[Referring expression pointing data]:

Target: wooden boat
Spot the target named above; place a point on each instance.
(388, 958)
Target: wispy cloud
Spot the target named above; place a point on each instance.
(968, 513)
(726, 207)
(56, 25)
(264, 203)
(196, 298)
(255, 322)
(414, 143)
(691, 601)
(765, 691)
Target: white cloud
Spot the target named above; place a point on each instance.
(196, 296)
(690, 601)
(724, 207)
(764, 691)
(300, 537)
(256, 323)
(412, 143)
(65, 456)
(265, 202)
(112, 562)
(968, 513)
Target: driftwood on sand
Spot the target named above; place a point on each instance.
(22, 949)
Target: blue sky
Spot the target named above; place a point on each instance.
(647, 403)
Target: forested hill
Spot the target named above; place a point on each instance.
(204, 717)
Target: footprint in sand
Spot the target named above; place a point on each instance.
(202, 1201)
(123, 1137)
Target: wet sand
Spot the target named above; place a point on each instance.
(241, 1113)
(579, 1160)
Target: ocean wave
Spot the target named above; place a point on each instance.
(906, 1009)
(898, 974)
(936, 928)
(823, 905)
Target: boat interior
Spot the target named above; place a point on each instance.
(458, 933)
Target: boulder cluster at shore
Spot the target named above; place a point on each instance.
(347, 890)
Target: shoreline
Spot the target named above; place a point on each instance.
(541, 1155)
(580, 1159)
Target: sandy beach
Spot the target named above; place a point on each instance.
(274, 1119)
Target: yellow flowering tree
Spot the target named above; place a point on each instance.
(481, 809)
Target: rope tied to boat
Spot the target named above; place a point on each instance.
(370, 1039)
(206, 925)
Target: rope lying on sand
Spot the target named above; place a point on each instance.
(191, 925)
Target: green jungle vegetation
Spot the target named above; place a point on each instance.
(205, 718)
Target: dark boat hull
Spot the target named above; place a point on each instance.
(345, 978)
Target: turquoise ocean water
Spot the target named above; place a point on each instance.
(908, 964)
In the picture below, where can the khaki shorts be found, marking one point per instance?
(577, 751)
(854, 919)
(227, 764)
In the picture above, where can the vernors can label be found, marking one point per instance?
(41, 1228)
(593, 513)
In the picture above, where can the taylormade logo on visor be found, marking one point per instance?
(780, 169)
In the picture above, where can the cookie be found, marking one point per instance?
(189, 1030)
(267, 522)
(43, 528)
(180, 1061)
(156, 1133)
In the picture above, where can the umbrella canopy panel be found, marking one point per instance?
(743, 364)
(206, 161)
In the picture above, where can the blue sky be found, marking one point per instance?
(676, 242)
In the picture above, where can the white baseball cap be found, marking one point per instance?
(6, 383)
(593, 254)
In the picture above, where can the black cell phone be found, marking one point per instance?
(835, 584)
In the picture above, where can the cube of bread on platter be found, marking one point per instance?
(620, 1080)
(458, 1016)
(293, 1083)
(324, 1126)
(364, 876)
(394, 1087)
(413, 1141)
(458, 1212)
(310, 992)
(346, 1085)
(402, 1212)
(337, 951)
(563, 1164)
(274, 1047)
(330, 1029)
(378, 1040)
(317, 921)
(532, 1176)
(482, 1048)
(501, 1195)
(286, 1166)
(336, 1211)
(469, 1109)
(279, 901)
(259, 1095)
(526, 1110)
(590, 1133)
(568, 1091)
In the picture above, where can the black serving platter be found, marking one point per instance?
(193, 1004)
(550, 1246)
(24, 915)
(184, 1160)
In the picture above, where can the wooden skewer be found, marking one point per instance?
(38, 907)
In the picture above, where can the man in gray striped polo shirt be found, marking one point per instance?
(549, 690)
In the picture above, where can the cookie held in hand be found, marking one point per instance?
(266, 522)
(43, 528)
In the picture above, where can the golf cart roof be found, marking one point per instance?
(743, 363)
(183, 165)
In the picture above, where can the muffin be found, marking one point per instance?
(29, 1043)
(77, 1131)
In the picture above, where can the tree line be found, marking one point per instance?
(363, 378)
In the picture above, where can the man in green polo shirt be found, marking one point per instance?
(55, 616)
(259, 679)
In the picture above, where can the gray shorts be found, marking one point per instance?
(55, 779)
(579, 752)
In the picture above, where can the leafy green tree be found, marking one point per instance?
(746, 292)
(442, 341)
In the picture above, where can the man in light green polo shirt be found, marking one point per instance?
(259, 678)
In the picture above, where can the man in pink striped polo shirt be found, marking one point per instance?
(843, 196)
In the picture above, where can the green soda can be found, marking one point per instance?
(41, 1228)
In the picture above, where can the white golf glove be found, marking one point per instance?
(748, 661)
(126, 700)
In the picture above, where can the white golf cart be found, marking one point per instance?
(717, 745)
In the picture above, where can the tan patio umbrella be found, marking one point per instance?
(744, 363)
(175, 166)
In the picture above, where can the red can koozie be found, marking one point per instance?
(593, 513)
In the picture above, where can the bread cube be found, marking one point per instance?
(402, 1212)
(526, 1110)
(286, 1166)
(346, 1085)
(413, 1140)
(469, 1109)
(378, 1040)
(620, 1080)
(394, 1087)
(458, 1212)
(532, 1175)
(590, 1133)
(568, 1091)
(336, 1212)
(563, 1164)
* * *
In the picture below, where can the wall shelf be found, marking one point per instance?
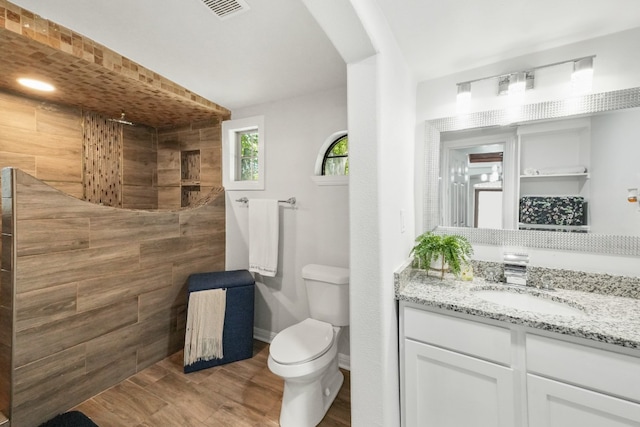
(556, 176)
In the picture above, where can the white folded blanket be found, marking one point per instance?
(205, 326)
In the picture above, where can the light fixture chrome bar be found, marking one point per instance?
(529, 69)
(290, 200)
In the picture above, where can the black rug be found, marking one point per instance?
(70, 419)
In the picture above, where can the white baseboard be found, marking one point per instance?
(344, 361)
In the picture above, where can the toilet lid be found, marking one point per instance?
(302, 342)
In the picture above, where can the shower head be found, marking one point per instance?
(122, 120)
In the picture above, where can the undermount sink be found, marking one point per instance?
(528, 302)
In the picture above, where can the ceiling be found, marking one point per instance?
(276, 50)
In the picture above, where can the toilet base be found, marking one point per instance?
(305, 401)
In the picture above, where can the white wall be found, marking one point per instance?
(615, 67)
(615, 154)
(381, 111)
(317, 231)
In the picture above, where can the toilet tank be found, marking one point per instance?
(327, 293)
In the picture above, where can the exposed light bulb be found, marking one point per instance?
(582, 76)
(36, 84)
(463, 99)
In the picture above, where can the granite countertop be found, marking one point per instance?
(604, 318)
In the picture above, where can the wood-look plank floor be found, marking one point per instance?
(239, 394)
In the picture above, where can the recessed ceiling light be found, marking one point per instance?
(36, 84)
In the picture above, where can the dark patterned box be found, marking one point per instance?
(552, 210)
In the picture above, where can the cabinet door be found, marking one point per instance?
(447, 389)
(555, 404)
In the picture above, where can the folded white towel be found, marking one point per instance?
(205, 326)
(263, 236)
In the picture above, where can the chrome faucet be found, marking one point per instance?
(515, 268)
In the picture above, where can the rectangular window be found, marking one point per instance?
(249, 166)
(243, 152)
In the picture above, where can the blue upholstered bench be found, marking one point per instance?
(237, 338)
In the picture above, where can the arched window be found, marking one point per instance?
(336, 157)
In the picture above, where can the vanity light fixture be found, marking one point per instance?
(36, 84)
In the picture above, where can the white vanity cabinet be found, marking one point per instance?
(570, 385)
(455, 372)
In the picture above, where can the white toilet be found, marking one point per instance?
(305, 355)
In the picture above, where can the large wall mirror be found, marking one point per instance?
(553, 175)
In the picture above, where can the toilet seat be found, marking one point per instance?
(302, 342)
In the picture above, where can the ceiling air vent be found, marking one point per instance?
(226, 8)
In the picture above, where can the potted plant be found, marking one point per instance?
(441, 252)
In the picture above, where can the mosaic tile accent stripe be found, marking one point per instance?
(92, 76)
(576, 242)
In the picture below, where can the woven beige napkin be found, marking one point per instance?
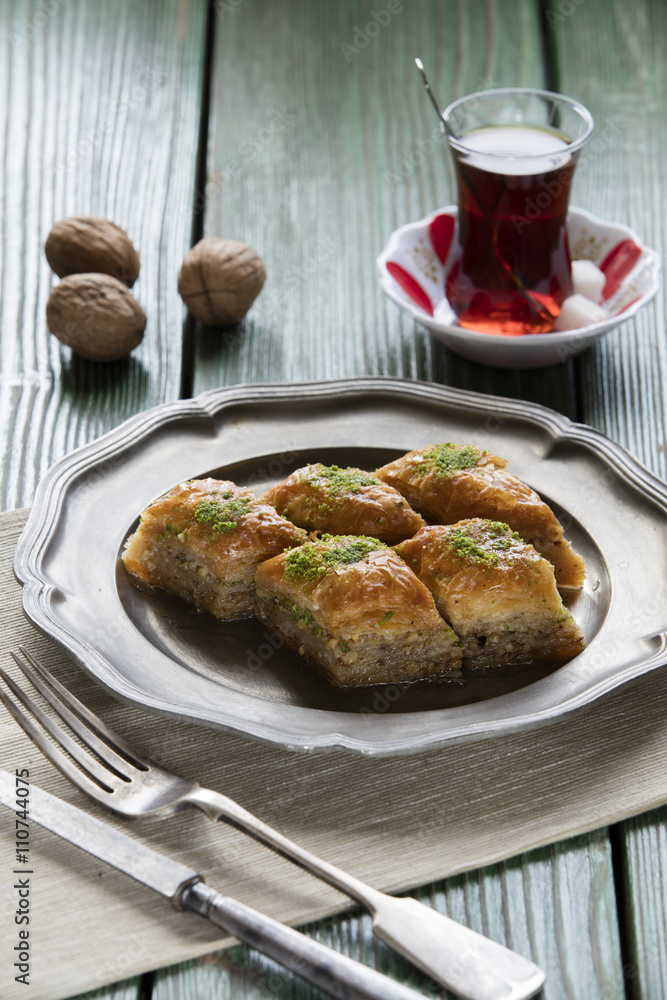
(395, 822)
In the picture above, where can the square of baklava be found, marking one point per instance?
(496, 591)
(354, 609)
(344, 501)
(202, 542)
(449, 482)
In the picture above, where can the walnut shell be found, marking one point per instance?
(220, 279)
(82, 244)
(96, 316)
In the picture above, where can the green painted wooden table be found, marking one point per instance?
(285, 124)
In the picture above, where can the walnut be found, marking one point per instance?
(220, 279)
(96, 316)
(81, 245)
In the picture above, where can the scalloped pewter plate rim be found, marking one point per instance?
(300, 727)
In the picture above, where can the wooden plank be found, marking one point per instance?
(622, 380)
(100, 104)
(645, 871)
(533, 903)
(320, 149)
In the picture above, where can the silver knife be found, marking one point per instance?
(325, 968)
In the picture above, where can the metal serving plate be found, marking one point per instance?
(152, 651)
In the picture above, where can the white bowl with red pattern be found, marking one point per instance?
--
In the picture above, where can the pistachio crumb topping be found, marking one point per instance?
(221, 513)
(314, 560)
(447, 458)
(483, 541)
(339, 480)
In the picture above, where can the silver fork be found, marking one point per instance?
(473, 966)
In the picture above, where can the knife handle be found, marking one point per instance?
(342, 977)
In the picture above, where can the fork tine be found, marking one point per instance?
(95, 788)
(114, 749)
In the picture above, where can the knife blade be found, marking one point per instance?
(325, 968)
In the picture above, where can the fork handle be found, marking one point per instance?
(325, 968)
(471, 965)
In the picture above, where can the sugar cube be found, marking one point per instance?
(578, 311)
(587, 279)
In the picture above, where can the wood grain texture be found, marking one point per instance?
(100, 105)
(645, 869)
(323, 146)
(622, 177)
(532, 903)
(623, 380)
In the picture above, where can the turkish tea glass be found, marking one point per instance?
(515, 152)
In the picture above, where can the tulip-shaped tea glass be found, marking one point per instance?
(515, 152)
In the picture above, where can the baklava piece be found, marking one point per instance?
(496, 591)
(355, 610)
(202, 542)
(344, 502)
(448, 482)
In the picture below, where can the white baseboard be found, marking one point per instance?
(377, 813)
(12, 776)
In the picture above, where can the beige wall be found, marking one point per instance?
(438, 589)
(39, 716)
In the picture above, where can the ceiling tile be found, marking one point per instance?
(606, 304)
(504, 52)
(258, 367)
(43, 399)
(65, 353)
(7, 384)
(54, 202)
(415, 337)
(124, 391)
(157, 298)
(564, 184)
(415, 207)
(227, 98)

[Description of the task]:
In the data above, find the line containing "In the picture above, where can the large" and the line containing "In the picture above, where can the white bowl". Copy exactly the stretch from the first through the second, both included, leaving out any picture.

[Finished exercise]:
In the picture above, where can the large wall mirror be found, marking one point per instance?
(553, 175)
In the picture above, where can the toilet seat be found, marking one point per instance?
(302, 342)
In the picture above, where can the ceiling air vent be found, marking one point per instance?
(226, 8)
In the picture above, where can the potted plant be found, marking one point per instance?
(441, 252)
In the picture above, where can the mosaic tile accent stripe be found, marking one point per instance?
(92, 76)
(576, 242)
In the picture below, where can the woven beige napkin be found, marking one point per instance?
(395, 822)
In the picture above, where can the square of baklava be found, marking one point per instance?
(496, 591)
(354, 609)
(344, 501)
(202, 542)
(449, 482)
In the picture above, where can the walnut shell be found, marking one point per instance?
(220, 279)
(82, 244)
(96, 316)
In the picture above, where can the green painted wooden table be found, marking one point per instance?
(285, 124)
In the picture above, where can the walnut be found, marking one point per instance?
(220, 279)
(96, 316)
(81, 245)
In the picture above, where can the scalloped pewter plate rim be found, marking one point per instance?
(300, 727)
In the picture above, where can the wooden plank be found, marking one point per instance?
(622, 380)
(100, 104)
(645, 871)
(533, 903)
(320, 149)
In the picture above, where can the silver knife be found, marking one point per instance?
(325, 968)
In the picture above, where can the metal serving plate be found, marking one point per instance?
(152, 651)
In the picture above, where can the white bowl with red pattern be found, marking one point per instance?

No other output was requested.